------ PASSAGE GIVEN ------

# **EDSA - Sendy Logistics Challenge**

by **EXPLORE Data Science Academy**

Linear regression sprint

##   Project overview:

Sendy, in partnership with insight2impact facility, is hosting a Zindi challenge to predict the estimated time of delivery of orders, from the point of driver pickup to the point of arrival at final destination.

The solution will help Sendy enhance customer communication and improve the reliability of its service; which will ultimately improve customer experience. In addition, the solution will enable Sendy to realise cost savings, and ultimately reduce the cost of doing business, through improved resource management and planning for order scheduling.

Data is a critical component in helping Sendy to build more efficient, affordable and accessible solutions. Given the details of a Sendy order, use historic data to predict a time for the arrival of the rider at the destination of a package. Build a model that predicts an accurate delivery time, from picking up a package to arriving at the final destination. An accurate arrival time prediction will help all businesses to improve their logistics and communicate an accurate time to their customers.

------ EXTRACTED ENTRIES ------

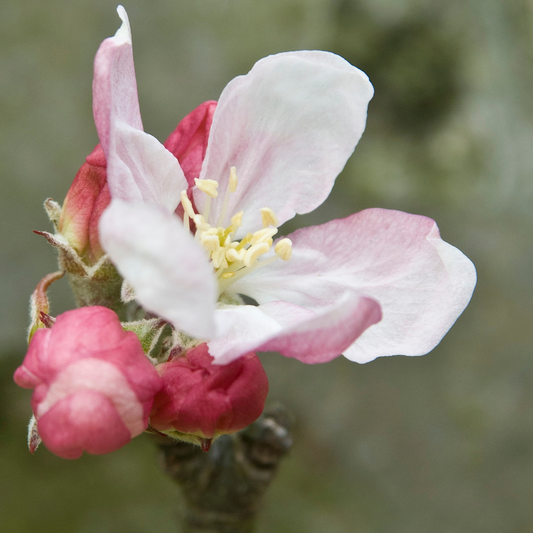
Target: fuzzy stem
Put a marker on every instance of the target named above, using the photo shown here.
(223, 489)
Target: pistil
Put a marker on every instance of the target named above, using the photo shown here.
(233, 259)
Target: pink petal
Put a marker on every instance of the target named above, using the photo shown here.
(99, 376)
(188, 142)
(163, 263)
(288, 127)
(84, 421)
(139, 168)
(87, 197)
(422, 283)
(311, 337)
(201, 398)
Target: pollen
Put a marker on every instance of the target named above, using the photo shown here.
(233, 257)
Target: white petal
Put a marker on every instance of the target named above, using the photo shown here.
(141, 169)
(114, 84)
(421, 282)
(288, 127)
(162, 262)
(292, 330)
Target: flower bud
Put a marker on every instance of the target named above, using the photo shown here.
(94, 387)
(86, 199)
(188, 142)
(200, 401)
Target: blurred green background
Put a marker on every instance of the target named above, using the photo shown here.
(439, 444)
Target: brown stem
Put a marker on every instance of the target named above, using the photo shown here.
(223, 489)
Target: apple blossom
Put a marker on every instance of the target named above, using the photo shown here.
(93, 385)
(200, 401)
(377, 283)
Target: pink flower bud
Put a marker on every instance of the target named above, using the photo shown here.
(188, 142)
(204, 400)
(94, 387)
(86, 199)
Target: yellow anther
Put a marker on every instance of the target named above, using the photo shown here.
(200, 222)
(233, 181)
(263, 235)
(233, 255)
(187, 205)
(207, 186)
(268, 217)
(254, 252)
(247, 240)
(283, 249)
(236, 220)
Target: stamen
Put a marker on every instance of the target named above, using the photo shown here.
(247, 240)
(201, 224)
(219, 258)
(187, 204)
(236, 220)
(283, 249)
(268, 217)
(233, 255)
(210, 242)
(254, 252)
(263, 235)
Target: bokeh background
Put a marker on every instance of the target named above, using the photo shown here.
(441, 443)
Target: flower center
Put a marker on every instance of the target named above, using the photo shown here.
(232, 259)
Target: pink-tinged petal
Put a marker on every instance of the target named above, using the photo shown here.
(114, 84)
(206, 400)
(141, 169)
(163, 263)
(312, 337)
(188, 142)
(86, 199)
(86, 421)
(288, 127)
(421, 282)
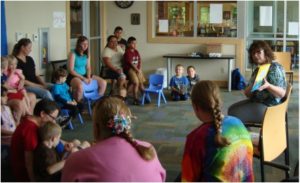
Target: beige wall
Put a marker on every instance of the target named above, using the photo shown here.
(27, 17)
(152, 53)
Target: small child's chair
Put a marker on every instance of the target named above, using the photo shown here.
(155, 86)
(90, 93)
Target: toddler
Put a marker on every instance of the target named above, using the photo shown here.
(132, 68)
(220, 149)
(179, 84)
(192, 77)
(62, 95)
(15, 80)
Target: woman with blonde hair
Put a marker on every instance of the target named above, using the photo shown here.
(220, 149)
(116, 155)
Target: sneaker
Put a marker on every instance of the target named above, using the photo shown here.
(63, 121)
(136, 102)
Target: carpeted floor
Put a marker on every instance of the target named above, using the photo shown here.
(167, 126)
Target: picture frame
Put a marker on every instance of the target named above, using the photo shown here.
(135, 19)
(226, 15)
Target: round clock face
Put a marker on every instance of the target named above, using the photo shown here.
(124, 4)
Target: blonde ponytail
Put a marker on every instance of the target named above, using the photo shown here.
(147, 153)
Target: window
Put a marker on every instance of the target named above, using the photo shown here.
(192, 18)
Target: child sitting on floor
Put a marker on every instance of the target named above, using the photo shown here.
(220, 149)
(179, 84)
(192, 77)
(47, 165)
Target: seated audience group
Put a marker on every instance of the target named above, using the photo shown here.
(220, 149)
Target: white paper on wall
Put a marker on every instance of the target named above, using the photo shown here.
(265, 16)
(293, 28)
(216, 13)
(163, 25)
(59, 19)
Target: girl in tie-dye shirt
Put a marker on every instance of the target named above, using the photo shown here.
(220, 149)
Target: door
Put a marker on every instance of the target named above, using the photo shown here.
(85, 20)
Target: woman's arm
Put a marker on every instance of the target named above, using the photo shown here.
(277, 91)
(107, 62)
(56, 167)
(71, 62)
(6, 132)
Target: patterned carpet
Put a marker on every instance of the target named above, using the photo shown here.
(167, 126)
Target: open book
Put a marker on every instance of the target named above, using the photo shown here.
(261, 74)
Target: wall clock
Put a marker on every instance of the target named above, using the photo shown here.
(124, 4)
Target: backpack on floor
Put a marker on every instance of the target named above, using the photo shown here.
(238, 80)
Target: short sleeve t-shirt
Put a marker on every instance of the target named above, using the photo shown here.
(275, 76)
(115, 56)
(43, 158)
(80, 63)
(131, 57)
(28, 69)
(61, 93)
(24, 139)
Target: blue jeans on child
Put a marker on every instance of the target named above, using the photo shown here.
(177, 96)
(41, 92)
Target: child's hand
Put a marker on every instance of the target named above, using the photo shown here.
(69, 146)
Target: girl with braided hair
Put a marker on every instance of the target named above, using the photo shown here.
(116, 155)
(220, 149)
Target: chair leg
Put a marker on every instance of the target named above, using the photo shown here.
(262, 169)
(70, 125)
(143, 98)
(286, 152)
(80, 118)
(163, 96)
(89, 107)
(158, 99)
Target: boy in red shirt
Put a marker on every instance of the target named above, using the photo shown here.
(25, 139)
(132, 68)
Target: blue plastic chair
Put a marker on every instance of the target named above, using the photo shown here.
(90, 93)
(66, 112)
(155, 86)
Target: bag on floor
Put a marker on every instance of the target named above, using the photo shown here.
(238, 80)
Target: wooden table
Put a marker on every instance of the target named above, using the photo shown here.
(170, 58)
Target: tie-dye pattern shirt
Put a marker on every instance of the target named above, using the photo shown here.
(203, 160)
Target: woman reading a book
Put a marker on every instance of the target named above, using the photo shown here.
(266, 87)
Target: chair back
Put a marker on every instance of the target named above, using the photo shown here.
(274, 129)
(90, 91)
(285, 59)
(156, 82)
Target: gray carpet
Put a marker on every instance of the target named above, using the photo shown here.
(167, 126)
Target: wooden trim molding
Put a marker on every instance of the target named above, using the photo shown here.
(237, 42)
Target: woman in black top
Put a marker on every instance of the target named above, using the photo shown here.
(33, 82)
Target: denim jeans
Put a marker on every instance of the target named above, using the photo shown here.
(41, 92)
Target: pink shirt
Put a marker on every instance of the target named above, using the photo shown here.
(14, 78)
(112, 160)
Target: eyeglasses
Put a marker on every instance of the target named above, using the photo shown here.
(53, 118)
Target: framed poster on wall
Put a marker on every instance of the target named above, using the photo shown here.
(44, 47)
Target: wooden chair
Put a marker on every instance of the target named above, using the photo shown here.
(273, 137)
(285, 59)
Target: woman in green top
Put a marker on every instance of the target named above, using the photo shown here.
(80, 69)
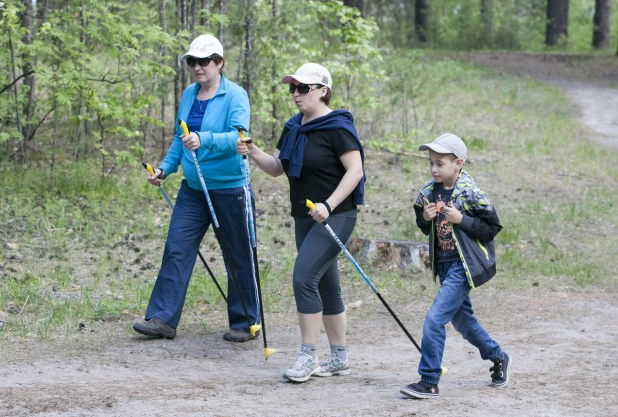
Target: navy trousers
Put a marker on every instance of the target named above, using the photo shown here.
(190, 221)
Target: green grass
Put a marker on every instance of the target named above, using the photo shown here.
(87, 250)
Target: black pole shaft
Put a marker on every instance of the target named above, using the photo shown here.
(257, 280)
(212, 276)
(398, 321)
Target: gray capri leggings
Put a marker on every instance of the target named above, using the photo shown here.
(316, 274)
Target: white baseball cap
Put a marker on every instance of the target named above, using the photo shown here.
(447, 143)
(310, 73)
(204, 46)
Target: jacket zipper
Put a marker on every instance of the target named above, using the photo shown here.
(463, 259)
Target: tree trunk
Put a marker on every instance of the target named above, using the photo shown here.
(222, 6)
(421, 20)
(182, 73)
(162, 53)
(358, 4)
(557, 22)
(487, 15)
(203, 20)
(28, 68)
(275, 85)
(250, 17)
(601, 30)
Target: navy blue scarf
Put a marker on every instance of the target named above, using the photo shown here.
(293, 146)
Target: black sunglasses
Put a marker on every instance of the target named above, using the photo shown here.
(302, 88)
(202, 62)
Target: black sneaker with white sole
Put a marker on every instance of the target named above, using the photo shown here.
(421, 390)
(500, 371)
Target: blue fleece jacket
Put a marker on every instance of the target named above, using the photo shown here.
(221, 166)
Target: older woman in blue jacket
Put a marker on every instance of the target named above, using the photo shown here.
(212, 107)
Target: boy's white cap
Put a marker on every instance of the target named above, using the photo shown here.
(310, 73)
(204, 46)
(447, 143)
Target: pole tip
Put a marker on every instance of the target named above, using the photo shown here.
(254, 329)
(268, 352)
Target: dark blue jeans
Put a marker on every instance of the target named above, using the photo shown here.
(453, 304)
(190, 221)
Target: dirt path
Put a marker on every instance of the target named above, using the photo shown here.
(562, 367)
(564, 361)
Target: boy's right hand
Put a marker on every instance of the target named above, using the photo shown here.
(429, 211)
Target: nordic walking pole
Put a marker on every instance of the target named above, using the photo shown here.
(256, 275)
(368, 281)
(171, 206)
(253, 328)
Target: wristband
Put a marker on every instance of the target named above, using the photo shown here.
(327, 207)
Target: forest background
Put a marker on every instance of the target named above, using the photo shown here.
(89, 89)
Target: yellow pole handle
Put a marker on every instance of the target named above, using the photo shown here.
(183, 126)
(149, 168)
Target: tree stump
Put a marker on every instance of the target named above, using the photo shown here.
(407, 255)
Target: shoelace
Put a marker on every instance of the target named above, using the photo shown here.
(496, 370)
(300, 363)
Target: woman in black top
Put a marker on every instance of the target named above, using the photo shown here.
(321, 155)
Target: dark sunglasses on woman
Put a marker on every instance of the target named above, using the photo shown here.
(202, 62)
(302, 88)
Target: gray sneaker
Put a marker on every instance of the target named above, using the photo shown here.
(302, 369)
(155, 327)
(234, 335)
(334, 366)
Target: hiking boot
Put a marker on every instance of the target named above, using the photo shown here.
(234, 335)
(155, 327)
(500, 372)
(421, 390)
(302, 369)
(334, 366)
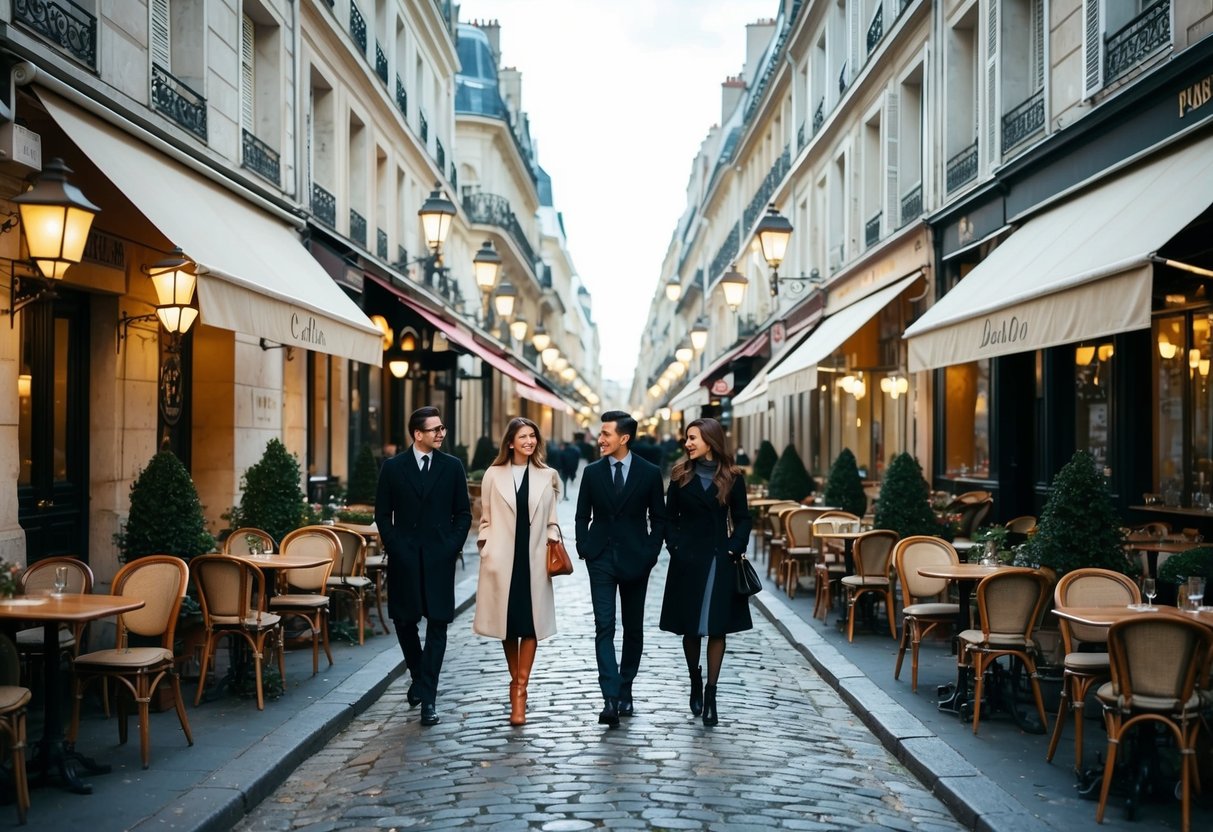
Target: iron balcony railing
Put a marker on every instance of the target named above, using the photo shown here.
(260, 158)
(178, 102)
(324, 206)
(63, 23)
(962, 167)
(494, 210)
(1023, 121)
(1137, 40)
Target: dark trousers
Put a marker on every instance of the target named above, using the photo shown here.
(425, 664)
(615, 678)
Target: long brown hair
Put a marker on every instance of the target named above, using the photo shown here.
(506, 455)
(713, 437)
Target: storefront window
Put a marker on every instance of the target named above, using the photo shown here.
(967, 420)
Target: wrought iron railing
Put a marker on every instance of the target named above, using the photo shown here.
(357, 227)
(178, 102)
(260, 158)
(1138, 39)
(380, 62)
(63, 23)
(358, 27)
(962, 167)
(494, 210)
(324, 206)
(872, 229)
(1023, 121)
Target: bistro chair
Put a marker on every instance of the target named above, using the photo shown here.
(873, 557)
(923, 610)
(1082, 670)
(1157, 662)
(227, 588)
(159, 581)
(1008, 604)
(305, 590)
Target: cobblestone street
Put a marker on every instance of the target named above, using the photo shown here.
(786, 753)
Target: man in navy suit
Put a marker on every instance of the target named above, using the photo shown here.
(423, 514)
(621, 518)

------

● **GIVEN PROBLEM 1**: Using the Sendy challenge overview, decide whether each statement agrees with it: (a) Sendy is hosting the Zindi challenge in partnership with insight2impact facility; (b) the time to be predicted runs from when a customer places an order until the package arrives; (c) the solution is expected to help Sendy lower the cost of doing business. Answer yes or no for each, and quote the deciding words of the overview.
● **GIVEN PROBLEM 2**: Take the Sendy challenge overview further, picking up right after its last sentence.
The records have nothing to do with what comes next.

● **WRITTEN ANSWER 1**:
(a) Yes: "Sendy, in partnership with insight2impact facility, is hosting a Zindi challenge"
(b) No: "from the point of driver pickup to the point of arrival at final destination"
(c) Yes: "ultimately reduce the cost of doing business"

● **WRITTEN ANSWER 2**:
##  Data:

The dataset provided by Sendy includes order details and rider metrics based on orders made on the Sendy platform.

*Datasets:*

*   Train.csv - is the dataset that you will use to train your model.
*   Test.csv - is the dataset on which you will apply your model to.
*   Riders.csv - contains unique rider Ids, number of orders, age, rating and   number of ratings.
*   VariableDefinitions.csv - Definitions of variables in the Train, Test and Riders files



###   Variables:

**Order details**
*   Order No – Unique number identifying the order
*   User Id – Unique number identifying the customer on a platform
*   Vehicle Type – For this competition limited to bikes, however in practice, Sendy service extends to trucks and vans
*   Platform Type – Platform used to place the order, there are 4 types
*   Personal or Business – Customer type

**Placement times**
*   Placement - Day of Month i.e 1-31
*   Placement - Weekday (Monday = 1)
*   Placement - Time - Time of day the order was placed

**Confirmation times**
*   Confirmation - Day of Month i.e 1-31
*   Confirmation - Weekday (Monday = 1)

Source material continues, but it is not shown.